Ok, I'll go first.
Following the thread featuring Morris Marinas, we used to have one every MOT, when the old one would fail and we would have another stopgap Marina. Usually dogshit caramac or brown colour, with the vinyl seats which burned your legs if you wore shorts in the summer.
Also had a mini metro which apparently was white , but was turning a shade of milky orange right before our eyes.
Winter journeys weee proceded by the old man lamping the brake drums with a mallet to get them to unseize.
Also bought an absolutely terrible Ford Scorpio estate which, in the 9 months or so of ownership, worked for about 2 weeks, including a drive to the Isle of Wight. In that time it went through a catalytic converter, all new door locks, two auto box rebuilds until the engine blew and I blissfully scrapped it. Thing is though, despite it being an absolute pile of shit which stank of rancid baby milk, when it worked,it is still the benchmark car for power and comfort of any car I have owned before or since.
The aptly named shitty shitty bang bang. A VW Polo. The old style ones that looked like a mini estate. It was always on the way home from work that it would break down, never to work. Got chucked out of the RAC in the end for calling them out too many times. One time on the way to the airport, the engine kept overheating and I had to keep pulling over onto the hard shoulder to let it cool down before setting off again. We made it but it was a tad stressful. Then there was the time it broke down in the middle of central London on a roundabout. It had been a bit stop start for much of the journey but the roundabout was where it chose to finally conk out. The black cab drivers were none too happy with me. Then there was the petrol leak. The garage had done something to the fuel tank - the next garage I took it to said it was a death trap - and fuel came out over the top when you filled it up. The problem was the fuel gauge was broken so you just had to try to judge how much petrol you had. Sold it for scrap in the end for £50. I had bought it with an ex partner and saw her in a club that night. We'd split by this time and things were pretty bitter between us. I offered her £25 for it. She was with her new girlfriend and I think felt pretty embarrassed. So I guess there was that 😉
A 1980 Renault 5 . Comedy values of lean when cornering,inaccessible plugs as longitudinal engine in front engines, fed car , bodywork as thin as Bacofoil and made lighter by corrosion, interior by Fisher Price.

_WHAT TO DO_:
1. Decide whether each statement agrees with the forum thread, giving yes or no and quoting the thread's deciding words. (a) The Ford Scorpio estate was owned for about nine months and worked for about two weeks. (b) The VW Polo was sold for scrap for £25. (c) The Renault 5 dated from 1980.
2. Please write out the stretch of the forum thread from "Following the thread" through "them to unseize.".

_EXTRACTED DATA_:
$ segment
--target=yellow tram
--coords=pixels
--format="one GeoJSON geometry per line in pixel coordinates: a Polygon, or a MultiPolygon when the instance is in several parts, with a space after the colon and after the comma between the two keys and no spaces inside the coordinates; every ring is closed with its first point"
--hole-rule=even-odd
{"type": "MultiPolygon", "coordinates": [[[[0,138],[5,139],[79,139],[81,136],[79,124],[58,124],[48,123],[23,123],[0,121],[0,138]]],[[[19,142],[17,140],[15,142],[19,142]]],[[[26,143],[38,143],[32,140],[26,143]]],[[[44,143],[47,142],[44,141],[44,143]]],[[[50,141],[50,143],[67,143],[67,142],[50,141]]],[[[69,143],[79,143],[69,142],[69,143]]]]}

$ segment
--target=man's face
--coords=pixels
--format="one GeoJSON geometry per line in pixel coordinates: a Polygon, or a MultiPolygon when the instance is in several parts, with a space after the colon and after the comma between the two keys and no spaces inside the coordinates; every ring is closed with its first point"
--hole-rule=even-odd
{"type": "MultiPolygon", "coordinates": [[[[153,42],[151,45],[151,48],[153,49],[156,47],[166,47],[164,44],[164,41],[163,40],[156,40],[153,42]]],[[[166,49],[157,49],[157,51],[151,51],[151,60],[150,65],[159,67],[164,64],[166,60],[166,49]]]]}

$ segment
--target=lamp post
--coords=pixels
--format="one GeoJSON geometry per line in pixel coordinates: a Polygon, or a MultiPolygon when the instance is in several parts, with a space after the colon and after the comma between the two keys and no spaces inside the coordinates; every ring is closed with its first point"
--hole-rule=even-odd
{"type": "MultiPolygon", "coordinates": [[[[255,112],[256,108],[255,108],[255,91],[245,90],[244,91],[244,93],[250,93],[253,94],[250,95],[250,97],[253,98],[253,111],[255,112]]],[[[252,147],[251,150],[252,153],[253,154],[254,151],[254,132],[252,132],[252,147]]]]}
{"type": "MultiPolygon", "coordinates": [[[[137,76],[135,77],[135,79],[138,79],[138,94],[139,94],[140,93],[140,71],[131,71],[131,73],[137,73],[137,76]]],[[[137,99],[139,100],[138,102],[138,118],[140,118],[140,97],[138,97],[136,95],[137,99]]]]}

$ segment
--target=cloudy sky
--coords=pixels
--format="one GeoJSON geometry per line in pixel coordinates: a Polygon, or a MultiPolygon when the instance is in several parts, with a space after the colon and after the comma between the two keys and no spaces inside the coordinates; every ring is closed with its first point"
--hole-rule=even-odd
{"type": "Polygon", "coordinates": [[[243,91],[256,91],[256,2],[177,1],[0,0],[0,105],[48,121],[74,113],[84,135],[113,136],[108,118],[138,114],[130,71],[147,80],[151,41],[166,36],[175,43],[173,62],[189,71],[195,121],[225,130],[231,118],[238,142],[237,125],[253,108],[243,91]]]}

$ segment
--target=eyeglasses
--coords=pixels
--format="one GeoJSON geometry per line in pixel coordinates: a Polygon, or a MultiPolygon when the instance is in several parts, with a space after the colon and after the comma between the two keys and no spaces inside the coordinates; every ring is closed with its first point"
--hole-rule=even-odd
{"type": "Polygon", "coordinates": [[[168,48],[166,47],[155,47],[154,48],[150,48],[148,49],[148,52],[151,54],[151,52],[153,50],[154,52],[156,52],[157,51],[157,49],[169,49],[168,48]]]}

_OUTPUTS_:
1.
(a) Yes: "in the 9 months or so of ownership, worked for about 2 weeks"
(b) No: "Sold it for scrap in the end for £50."
(c) Yes: "A 1980 Renault 5"

2.
Following the thread featuring Morris Marinas, we used to have one every MOT, when the old one would fail and we would have another stopgap Marina. Usually dogshit caramac or brown colour, with the vinyl seats which burned your legs if you wore shorts in the summer.
Also had a mini metro which apparently was white , but was turning a shade of milky orange right before our eyes.
Winter journeys weee proceded by the old man lamping the brake drums with a mallet to get them to unseize.